**Request A:** Arrange the lines of the listing below as a JSON list of strings, one string per line, with blank lines omitted. Include only the lines from the one containing "point_to MUST place one pin on each instance of the brown" through the last line of the listing, with both ends included.

In legacy geometallurgical datasets the tests are commonly collected in independent sampling campaigns using different sampling intervals. A necessary pre-processing step needs to address the problem of unequal drillcore intervals over which different variables are represented. One option is to match variables represented over a shorter interval to those represented over longer intervals by using some form of compositing. These resolutions are used in geostatistics, where the goal is to reduce erratic variation in short distances and reduce the amount of data for 3D spatial modelling. However, they are unsuitable when attempting to explore geometallurgical relationships because they may not suit variable constraints, for example, non-additivity or make inferences and parametric assumptions about the variables that mask their true variability. Granularity of variables represented over shorter intervals may also be reduced. This study uses a repetition strategy that downscales the intervals of all variables to the shortest interval of 1 m, which preserves data resolution and respects non-additivity properties. Variables represented over longer intervals were discretized into 1 m intervals and their values were repeated. Since BWI has the largest drillcore interval of representation, 6 to 12 m, a unique identifier was created for each BWI sample using the drillhole ID and interval endpoints. Other variables were collocated with the BWI using this identifier. In the processed dataset BWI, PLSI_AX and RQD were replicated to match the MAGSUSC and geochemical variables, collected at the shortest interval of 1 m, for each meter represented by the BWI sample. A dataset of n = 3596 observations and m = 24 variables was obtained using these pre-processing techniques.
The following terminology is used for this study. Orebody variables refer to the PLSI_AX, RQD, MAGSUSC and geochemical variables, all of which are used as predictors for the processing variable BWI. Geochemical variables refer to those engineered by compositional data analysis of the 20-element subcomposition. The regolith is the weathered zone of the Paracatu orebody containing the saprolite and saprock layers. The fresh rock refers to the fresh intact phyllite bedrock. Observations are records in the dataset which have downscaled values for PLSI_AX, RQD and BWI and are represented every meter. BWI samples or sample groups refer to the original composited BWI sample represented over the 6 to 12 m interval.

3.2. Compositional Data Analysis

Multielement geochemical data is a type of compositional data and the constraints related to its compositional properties have been documented in geometallurgical studies [3,4,8,13]. Compositional data is a special form of data that is non-negative, carries information in the ratios of its variables and sums to some constant [44]. Therefore, compositional data exists in a constrained space, rendering it unsuitable for direct application of statistical techniques; which are mostly developed for unconstrained mathematical spaces [45]. To accommodate the special properties of compositional data different compositional representations have been proposed including the additive log-ratio (alr), centered log-ratio (clr) and isometric log-ratio (ilr) [44,45,46]. These representations project compositional data into the Euclidean real space and can be used for statistical analysis.

(Stored data)
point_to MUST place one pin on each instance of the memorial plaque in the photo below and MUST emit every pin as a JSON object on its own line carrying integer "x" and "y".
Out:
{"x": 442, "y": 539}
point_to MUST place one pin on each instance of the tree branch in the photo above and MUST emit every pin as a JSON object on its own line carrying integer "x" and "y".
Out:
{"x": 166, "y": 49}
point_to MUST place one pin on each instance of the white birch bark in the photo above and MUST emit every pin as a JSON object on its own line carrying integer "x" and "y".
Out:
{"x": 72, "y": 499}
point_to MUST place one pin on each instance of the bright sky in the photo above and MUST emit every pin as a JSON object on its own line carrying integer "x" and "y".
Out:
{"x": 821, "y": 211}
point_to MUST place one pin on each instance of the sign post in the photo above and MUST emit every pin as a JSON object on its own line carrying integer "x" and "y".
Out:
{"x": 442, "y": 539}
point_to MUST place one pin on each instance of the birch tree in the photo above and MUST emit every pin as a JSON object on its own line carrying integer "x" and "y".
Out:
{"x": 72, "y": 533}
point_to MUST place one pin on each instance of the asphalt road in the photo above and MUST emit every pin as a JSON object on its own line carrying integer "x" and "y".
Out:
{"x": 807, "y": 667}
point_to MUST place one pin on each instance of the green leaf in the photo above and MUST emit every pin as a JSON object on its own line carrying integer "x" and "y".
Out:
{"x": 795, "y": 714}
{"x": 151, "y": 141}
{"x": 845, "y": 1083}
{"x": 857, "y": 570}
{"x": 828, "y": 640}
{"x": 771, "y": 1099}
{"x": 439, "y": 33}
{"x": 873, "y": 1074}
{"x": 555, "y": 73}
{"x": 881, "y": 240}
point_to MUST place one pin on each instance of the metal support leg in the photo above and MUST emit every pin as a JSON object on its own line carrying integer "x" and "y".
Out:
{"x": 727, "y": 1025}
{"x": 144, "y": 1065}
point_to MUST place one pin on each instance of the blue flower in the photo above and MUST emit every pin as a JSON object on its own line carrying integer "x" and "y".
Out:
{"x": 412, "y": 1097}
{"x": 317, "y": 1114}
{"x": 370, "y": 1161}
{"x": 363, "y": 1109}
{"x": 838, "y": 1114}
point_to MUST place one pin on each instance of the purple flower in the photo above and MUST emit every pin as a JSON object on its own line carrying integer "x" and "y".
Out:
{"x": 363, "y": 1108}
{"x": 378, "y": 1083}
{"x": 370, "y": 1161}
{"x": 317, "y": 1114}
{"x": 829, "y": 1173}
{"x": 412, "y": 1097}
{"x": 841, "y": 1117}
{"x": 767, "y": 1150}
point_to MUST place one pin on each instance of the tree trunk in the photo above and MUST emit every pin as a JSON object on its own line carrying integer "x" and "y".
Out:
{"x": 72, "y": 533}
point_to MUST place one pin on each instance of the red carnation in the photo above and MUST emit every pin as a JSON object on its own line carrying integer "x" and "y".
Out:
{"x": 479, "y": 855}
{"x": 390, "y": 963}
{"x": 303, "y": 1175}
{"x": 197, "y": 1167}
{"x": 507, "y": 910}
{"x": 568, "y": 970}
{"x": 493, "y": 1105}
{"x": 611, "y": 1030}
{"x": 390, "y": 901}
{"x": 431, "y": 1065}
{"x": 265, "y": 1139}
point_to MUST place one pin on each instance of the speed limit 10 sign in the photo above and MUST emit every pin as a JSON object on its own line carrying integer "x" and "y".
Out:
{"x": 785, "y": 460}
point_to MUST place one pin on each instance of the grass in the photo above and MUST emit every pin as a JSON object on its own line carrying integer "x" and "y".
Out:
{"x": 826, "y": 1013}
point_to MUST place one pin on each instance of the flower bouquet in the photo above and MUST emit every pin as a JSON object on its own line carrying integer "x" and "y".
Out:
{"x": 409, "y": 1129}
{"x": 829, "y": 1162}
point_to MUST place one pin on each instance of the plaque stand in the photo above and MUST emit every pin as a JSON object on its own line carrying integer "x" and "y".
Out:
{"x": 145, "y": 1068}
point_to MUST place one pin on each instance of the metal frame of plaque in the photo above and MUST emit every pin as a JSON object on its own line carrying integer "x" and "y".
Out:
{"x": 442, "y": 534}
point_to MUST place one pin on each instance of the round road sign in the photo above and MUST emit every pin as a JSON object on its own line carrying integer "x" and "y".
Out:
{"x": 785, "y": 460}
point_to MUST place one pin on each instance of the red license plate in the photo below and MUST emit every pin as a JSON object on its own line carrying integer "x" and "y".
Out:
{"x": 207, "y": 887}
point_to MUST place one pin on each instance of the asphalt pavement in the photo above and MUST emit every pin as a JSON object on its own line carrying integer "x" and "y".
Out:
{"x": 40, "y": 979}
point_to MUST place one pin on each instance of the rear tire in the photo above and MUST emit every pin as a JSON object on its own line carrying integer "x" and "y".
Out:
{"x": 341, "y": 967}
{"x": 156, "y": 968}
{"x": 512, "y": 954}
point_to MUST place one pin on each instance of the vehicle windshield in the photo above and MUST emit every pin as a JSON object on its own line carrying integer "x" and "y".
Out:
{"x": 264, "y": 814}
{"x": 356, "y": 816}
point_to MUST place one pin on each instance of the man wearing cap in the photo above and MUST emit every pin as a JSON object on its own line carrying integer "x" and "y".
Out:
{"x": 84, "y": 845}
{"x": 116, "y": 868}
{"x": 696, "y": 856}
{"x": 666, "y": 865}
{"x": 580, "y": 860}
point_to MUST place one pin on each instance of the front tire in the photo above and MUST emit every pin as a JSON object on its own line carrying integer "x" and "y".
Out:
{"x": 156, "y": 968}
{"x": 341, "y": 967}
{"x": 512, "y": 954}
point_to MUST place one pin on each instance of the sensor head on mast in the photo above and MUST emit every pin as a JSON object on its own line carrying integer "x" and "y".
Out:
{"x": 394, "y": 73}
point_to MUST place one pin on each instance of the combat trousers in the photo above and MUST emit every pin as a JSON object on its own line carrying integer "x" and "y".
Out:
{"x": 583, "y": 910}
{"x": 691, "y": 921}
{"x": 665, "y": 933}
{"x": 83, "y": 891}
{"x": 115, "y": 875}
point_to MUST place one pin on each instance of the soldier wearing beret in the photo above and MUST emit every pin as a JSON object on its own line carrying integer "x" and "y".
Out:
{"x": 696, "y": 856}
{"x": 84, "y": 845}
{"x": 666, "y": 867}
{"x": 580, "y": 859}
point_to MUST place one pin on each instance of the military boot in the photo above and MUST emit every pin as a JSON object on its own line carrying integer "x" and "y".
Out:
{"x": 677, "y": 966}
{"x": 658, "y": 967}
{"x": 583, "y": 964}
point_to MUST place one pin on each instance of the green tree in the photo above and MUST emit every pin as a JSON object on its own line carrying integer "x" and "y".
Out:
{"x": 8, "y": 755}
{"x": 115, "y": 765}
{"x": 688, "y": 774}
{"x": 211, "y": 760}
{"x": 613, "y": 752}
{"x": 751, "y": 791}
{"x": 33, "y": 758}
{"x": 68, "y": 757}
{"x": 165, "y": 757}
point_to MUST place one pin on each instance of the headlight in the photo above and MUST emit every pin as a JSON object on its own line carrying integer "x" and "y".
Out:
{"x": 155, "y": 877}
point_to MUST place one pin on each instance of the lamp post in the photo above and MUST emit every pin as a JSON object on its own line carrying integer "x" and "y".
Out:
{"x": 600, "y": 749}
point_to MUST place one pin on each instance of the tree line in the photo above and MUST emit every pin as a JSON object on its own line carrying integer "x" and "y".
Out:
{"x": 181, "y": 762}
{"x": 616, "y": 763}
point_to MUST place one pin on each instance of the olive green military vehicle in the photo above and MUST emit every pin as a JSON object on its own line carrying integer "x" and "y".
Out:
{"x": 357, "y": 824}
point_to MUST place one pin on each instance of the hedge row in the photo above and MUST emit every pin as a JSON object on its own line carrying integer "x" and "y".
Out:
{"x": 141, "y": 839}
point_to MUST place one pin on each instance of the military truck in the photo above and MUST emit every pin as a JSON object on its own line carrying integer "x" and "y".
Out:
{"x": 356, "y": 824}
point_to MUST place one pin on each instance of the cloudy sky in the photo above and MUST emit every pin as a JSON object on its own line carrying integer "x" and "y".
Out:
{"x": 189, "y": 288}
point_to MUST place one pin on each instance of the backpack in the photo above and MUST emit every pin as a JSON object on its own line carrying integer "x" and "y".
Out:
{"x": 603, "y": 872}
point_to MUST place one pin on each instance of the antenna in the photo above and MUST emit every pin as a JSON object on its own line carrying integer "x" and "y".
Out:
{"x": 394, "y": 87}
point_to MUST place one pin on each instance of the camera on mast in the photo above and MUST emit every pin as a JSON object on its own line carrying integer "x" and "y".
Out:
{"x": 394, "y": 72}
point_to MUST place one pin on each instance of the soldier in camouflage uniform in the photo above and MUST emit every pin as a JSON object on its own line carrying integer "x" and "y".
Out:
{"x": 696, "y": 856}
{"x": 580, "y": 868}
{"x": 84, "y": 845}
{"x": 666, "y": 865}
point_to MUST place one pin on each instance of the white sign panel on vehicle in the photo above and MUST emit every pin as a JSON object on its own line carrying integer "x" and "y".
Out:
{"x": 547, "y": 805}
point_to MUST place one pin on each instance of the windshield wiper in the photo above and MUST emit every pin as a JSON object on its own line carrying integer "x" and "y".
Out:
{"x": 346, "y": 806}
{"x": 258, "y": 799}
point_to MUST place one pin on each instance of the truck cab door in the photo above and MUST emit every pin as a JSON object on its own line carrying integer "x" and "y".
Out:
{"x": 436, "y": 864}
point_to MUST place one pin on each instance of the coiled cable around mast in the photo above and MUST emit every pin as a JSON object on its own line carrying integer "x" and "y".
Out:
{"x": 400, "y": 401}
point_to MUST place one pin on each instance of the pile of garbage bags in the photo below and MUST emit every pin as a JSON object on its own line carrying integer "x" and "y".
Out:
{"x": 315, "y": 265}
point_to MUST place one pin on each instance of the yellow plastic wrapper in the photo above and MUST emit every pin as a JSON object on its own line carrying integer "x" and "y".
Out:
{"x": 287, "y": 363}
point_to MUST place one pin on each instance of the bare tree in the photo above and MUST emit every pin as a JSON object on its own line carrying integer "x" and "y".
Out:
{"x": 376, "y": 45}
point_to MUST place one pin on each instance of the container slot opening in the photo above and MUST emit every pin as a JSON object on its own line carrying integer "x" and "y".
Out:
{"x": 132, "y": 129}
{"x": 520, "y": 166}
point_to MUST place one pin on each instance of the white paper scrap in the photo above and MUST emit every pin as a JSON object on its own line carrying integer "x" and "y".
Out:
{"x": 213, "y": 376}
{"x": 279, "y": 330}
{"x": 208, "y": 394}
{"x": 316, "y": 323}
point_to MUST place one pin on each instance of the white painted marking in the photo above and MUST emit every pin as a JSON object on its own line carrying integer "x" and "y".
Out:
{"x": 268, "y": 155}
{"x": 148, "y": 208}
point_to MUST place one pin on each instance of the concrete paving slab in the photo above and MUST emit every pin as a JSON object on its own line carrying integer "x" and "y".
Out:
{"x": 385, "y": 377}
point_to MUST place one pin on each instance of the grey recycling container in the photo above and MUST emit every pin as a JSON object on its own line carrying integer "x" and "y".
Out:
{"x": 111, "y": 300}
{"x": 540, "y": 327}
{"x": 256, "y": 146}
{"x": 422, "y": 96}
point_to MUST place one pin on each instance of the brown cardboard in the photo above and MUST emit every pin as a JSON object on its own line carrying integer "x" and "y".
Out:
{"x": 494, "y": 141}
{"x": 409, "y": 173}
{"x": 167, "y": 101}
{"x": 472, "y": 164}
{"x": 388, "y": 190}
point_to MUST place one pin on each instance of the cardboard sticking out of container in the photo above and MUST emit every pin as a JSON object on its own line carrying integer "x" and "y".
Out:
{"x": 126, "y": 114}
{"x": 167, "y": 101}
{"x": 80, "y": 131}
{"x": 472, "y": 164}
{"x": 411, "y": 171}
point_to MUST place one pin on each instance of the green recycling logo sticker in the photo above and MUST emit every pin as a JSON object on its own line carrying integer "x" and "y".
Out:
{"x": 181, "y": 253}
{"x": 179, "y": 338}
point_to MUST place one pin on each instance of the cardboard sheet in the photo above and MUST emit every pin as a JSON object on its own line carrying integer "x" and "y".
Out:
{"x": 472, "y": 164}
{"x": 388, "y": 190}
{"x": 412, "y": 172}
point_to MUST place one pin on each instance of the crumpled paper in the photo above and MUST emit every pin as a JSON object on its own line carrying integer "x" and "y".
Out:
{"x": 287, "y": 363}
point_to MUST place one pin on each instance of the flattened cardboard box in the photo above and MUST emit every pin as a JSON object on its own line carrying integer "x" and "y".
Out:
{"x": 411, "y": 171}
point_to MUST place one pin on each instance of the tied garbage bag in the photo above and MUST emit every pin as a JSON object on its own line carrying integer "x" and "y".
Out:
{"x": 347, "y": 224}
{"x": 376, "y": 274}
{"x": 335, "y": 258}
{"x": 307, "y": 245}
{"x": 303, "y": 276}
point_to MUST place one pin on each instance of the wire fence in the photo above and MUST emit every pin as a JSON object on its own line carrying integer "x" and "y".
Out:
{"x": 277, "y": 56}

**Request B:** In the passage on geometallurgical data, how many observations and variables did the pre-processed dataset contain?

**Expected answer A:**
[
  "point_to MUST place one pin on each instance of the brown cardboard in the photo above and MUST emit every pin as a JSON object on its own line carrying integer \"x\" and \"y\".",
  "Out:",
  "{\"x\": 494, \"y\": 141}",
  "{\"x\": 409, \"y\": 173}",
  "{\"x\": 167, \"y\": 101}",
  "{\"x\": 472, \"y\": 164}",
  "{\"x\": 388, \"y\": 190}",
  "point_to MUST place one pin on each instance of the cardboard sticking out of container in the photo above and MUST emit every pin as a JSON object on its own line carrying integer \"x\" and \"y\".",
  "Out:",
  "{\"x\": 126, \"y\": 114}",
  "{\"x\": 167, \"y\": 101}",
  "{\"x\": 80, \"y\": 131}",
  "{\"x\": 472, \"y\": 164}",
  "{\"x\": 411, \"y\": 171}",
  "point_to MUST place one pin on each instance of the green recycling logo sticker in the photo above and MUST emit every pin as a JSON object on its own line carrying integer \"x\" and \"y\".",
  "Out:",
  "{\"x\": 181, \"y\": 253}",
  "{\"x\": 179, \"y\": 338}",
  "point_to MUST place one pin on each instance of the cardboard sheet in the photo above and MUST emit every pin as a JSON object on its own line carrying integer \"x\" and \"y\".",
  "Out:",
  "{\"x\": 472, \"y\": 164}",
  "{\"x\": 388, \"y\": 190}",
  "{\"x\": 412, \"y\": 172}",
  "point_to MUST place one pin on each instance of the crumpled paper in the photo above and MUST emit every pin as a JSON object on its own line carrying integer \"x\" and \"y\".",
  "Out:",
  "{\"x\": 287, \"y\": 363}",
  "point_to MUST place one pin on each instance of the flattened cardboard box in the photo above and MUST emit every pin as a JSON object on its own line carrying integer \"x\" and \"y\".",
  "Out:",
  "{\"x\": 411, \"y\": 171}",
  "point_to MUST place one pin on each instance of the tied garbage bag in the photo above and MUST emit every pin as a JSON object on its own line carrying integer \"x\" and \"y\".",
  "Out:",
  "{\"x\": 347, \"y\": 224}",
  "{\"x\": 376, \"y\": 274}",
  "{\"x\": 335, \"y\": 258}",
  "{\"x\": 307, \"y\": 245}",
  "{\"x\": 303, \"y\": 276}",
  "point_to MUST place one pin on each instance of the wire fence in the photo above and MUST emit every pin as a JSON object on its own line carrying integer \"x\" and \"y\".",
  "Out:",
  "{\"x\": 277, \"y\": 56}"
]

**Expected answer B:** 3596 observations and 24 variables.